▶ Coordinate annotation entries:
##########

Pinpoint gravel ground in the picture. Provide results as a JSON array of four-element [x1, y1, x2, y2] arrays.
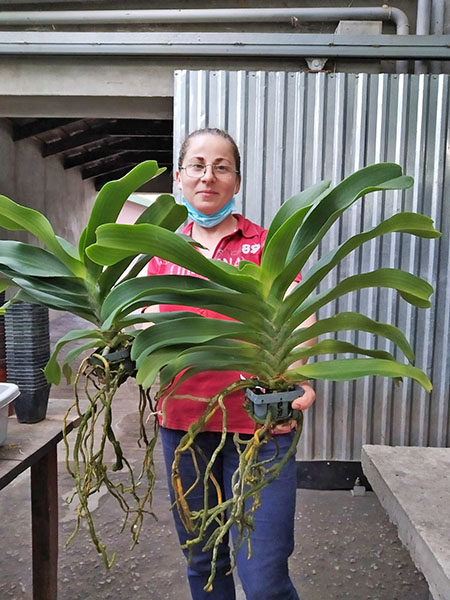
[[0, 319, 428, 600]]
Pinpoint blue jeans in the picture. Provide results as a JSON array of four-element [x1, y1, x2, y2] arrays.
[[161, 427, 299, 600]]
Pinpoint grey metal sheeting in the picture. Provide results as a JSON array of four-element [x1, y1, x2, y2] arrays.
[[174, 71, 450, 460]]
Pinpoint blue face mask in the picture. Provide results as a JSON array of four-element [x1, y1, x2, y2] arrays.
[[183, 196, 235, 228]]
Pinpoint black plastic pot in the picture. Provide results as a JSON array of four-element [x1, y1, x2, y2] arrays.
[[245, 385, 303, 423]]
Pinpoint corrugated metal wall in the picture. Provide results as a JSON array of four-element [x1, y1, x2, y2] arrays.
[[174, 71, 450, 460]]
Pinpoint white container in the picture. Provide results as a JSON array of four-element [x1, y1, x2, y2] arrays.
[[0, 382, 20, 446]]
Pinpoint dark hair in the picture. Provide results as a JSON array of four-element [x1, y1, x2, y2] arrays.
[[178, 127, 241, 175]]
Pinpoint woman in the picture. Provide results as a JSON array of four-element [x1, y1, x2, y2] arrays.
[[148, 128, 315, 600]]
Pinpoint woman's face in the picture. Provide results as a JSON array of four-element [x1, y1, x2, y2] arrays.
[[176, 133, 241, 215]]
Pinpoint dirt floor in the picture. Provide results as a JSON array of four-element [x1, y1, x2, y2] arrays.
[[0, 320, 429, 600]]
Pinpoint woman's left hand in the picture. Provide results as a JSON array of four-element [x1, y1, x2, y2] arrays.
[[292, 381, 316, 410]]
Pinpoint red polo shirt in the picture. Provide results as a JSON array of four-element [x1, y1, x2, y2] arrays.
[[147, 214, 296, 433]]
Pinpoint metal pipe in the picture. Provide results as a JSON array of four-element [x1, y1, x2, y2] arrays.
[[414, 0, 431, 75], [430, 0, 445, 73], [0, 31, 450, 61], [0, 5, 409, 35]]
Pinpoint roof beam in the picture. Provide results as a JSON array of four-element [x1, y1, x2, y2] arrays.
[[42, 119, 173, 157], [81, 151, 172, 179], [94, 164, 172, 191], [64, 136, 173, 169], [12, 118, 81, 142]]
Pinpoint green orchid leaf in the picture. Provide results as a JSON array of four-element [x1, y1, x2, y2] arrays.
[[282, 340, 395, 371], [265, 179, 331, 246], [156, 343, 272, 387], [56, 235, 80, 260], [44, 329, 103, 385], [131, 317, 271, 367], [0, 195, 84, 276], [102, 275, 273, 330], [0, 277, 13, 292], [284, 358, 433, 392], [285, 213, 441, 311], [99, 194, 187, 297], [279, 312, 414, 361], [13, 278, 98, 324], [0, 240, 73, 278], [270, 163, 413, 298], [79, 160, 165, 278], [86, 224, 261, 293], [136, 345, 195, 389], [284, 268, 434, 332], [261, 181, 330, 292]]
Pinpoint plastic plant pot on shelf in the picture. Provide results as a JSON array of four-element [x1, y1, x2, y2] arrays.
[[0, 382, 20, 446]]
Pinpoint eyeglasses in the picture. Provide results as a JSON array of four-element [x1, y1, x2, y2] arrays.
[[180, 163, 239, 179]]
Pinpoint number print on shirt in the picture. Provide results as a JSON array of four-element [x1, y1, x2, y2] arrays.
[[241, 244, 261, 254]]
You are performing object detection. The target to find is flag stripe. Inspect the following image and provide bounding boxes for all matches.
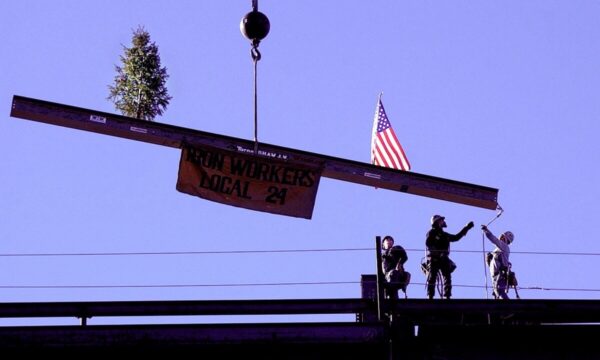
[371,98,410,171]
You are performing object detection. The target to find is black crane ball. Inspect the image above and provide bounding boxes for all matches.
[240,11,271,42]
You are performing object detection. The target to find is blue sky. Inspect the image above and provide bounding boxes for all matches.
[0,0,600,324]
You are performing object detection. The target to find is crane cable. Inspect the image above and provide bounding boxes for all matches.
[481,204,504,299]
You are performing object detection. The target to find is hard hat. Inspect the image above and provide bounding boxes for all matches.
[431,215,445,225]
[500,231,515,244]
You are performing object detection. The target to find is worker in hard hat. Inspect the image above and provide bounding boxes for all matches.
[425,215,474,299]
[481,225,515,299]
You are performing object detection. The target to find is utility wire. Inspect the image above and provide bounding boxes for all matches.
[0,281,600,292]
[0,248,600,257]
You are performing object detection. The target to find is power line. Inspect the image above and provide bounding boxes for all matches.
[0,248,600,257]
[0,281,600,292]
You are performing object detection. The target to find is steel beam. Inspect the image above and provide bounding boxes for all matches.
[10,95,498,210]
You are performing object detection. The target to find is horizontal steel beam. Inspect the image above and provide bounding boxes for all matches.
[10,95,498,210]
[0,299,375,318]
[0,299,600,325]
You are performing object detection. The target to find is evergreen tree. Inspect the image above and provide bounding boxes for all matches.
[108,26,171,121]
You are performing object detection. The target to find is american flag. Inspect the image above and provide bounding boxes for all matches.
[371,96,410,171]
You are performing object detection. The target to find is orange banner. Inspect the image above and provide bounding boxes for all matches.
[177,146,322,219]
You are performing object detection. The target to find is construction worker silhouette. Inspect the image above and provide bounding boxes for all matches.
[481,225,515,300]
[381,235,410,299]
[425,215,474,299]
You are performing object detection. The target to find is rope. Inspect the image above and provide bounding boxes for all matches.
[250,41,261,155]
[481,205,504,299]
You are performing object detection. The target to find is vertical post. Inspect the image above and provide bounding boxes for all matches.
[375,236,384,321]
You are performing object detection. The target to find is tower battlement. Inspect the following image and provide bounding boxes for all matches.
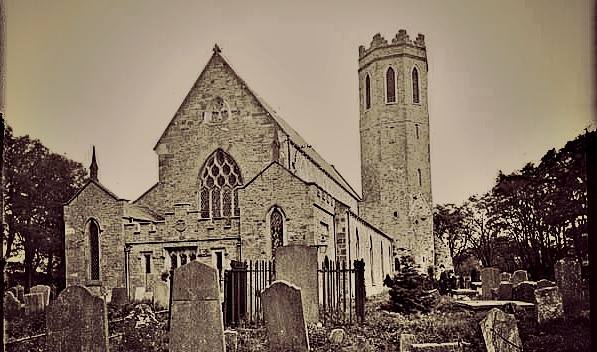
[359,29,425,59]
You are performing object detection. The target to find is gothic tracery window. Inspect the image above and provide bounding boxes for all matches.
[89,220,100,280]
[412,67,419,104]
[386,67,396,103]
[199,149,243,218]
[270,208,284,258]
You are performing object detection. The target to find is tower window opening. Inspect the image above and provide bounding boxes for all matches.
[365,74,371,109]
[412,67,419,104]
[417,169,423,186]
[89,220,100,280]
[386,67,396,103]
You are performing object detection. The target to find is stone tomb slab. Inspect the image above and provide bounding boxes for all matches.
[455,300,535,311]
[261,280,309,352]
[46,286,108,352]
[169,261,226,352]
[479,308,522,352]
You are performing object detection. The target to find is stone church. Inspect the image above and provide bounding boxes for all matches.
[64,30,448,295]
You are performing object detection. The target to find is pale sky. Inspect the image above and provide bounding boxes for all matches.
[6,0,595,203]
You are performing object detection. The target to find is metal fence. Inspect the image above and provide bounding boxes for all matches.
[317,258,365,324]
[223,260,275,326]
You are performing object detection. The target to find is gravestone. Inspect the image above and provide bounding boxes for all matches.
[554,258,582,316]
[535,286,564,324]
[276,245,319,323]
[133,287,145,302]
[500,272,512,282]
[25,292,46,314]
[169,260,226,352]
[224,330,238,352]
[481,267,500,299]
[110,287,129,306]
[479,308,522,352]
[497,281,512,301]
[537,279,556,290]
[3,291,21,319]
[464,276,471,290]
[46,286,108,352]
[512,281,536,303]
[261,280,309,352]
[153,281,170,309]
[15,285,25,303]
[29,285,52,306]
[510,270,529,285]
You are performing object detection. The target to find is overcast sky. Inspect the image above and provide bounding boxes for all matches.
[6,0,595,203]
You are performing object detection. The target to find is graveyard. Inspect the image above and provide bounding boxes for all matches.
[4,253,590,352]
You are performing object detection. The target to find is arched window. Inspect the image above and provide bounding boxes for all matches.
[386,67,396,103]
[417,169,423,186]
[270,208,284,259]
[199,149,243,218]
[365,74,371,109]
[89,220,100,280]
[356,229,361,259]
[412,67,419,104]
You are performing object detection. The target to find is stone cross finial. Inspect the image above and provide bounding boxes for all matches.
[89,146,98,181]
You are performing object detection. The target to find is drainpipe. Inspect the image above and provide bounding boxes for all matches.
[124,245,131,300]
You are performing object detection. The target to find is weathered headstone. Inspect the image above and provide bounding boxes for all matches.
[15,285,25,303]
[481,267,500,299]
[3,291,21,319]
[498,281,512,301]
[29,285,52,306]
[554,258,582,316]
[464,276,471,290]
[276,245,319,323]
[479,308,522,352]
[134,287,145,302]
[400,334,416,352]
[46,286,108,352]
[110,287,129,306]
[25,292,46,314]
[224,330,238,352]
[153,280,170,309]
[261,280,309,352]
[169,260,226,352]
[537,279,556,290]
[535,286,564,324]
[512,281,536,303]
[500,272,512,282]
[510,270,529,285]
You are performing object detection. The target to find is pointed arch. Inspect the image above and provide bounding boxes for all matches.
[198,148,243,218]
[87,219,101,280]
[269,207,284,260]
[412,66,420,104]
[386,66,396,104]
[365,74,371,109]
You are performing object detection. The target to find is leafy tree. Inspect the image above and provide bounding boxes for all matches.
[384,256,435,314]
[2,126,87,287]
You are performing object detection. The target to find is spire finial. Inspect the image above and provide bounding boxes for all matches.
[89,145,98,181]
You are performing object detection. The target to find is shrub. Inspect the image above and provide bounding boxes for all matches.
[383,256,435,314]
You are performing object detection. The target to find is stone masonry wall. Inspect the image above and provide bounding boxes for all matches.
[64,182,126,293]
[239,163,314,260]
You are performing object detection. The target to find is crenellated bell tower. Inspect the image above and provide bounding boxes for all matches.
[358,29,435,270]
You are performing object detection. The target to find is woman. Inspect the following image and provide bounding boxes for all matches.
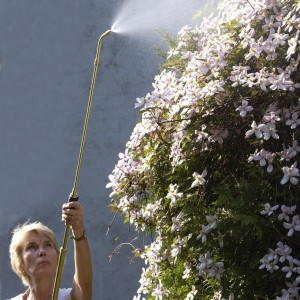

##########

▶ Required work: Return the material from its start through the line containing "[[0, 320, 429, 600]]", copied exactly, with both ends included. Leave the pictures out of the answer.

▶ Result:
Pinpoint gravel ground in the picture. Provide results as a JSON array of four-element [x1, y1, x2, y2] arrays.
[[0, 319, 428, 600]]
Pinpoint blue jeans in the picture. Provide results as a JSON array of four-element [x1, y1, x2, y2] arrays.
[[161, 427, 299, 600]]
Pinpoint grey metal sheeting in the picture. Provide results as a JSON array of four-element [x1, y1, x2, y2] arrays.
[[174, 71, 450, 460]]
Pinpoint blue face mask in the picture. Provide results as a JSON array of four-element [x1, y1, x2, y2] arrays.
[[183, 196, 235, 228]]
Pinpoint black plastic pot in the picture. Provide results as a JSON array of four-element [x1, y1, x2, y2] arrays.
[[245, 385, 303, 423]]
Pinpoint corrugated metal wall in the picture. Provide results as a JSON array of four-element [x1, y1, x2, y2] arrays.
[[174, 71, 450, 460]]
Pinpoint white container in the picture. Provide results as a JSON array of four-element [x1, y1, x2, y2] arrays.
[[0, 382, 20, 446]]
Pinpoint dark hair in the picture. Provide results as a JSON array of four-element [x1, y1, x2, y2] arrays.
[[178, 127, 241, 175]]
Pinpoint woman in the picture. Provide results as a JSON array of four-element [x1, y1, x2, y2] arrays.
[[148, 128, 315, 600]]
Pinpoint woman's face in the picture. Provide results as a JSON array of four-element [x1, y1, x2, y2] arrays.
[[176, 133, 241, 215]]
Pinpoint dirt floor in the picture. Provide results as a JSON array of four-element [x1, y1, x2, y2] arrays.
[[0, 320, 429, 600]]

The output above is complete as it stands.